(Beginning of Data records)

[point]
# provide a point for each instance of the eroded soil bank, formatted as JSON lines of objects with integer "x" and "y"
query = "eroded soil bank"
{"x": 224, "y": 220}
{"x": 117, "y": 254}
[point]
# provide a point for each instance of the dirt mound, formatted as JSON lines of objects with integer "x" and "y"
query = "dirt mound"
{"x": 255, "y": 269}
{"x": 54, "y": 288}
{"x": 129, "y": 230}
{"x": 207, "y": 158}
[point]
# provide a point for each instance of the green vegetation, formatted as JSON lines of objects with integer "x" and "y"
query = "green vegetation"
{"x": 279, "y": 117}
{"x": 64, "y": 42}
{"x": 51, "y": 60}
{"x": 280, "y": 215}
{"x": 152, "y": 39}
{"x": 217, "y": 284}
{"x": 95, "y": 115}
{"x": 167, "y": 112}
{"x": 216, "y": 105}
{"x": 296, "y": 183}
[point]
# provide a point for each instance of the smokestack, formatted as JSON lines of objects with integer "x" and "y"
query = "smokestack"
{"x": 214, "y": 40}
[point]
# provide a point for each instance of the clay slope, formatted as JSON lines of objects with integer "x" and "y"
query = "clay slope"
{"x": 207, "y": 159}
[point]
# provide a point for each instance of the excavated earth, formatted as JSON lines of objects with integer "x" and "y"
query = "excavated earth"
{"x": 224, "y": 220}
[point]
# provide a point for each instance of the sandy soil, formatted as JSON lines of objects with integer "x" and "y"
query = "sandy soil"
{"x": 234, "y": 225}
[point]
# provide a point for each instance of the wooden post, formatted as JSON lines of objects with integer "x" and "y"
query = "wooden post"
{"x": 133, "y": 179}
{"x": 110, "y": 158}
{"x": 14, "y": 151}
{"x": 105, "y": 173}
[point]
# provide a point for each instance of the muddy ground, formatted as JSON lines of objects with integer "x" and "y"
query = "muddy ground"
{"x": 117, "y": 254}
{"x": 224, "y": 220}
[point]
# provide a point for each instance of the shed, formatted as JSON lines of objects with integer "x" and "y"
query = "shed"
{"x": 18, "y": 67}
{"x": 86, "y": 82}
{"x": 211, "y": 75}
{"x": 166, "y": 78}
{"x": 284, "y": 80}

(End of Data records)

— Activity —
Copy every line of the data above, beginning with the first and ending with the line that contains "# provide a point for each instance of the dirt", and give nothing more.

— Solution to the exercise —
[point]
# provide a point for each instance of the eroded soil bank, formatted as JSON lines of objects with integer "x" and "y"
query = "eroded soil bank"
{"x": 224, "y": 220}
{"x": 117, "y": 254}
[point]
# provide a point for each instance of the dirt mound, formatted as JSON lines of objects with integer "x" and "y"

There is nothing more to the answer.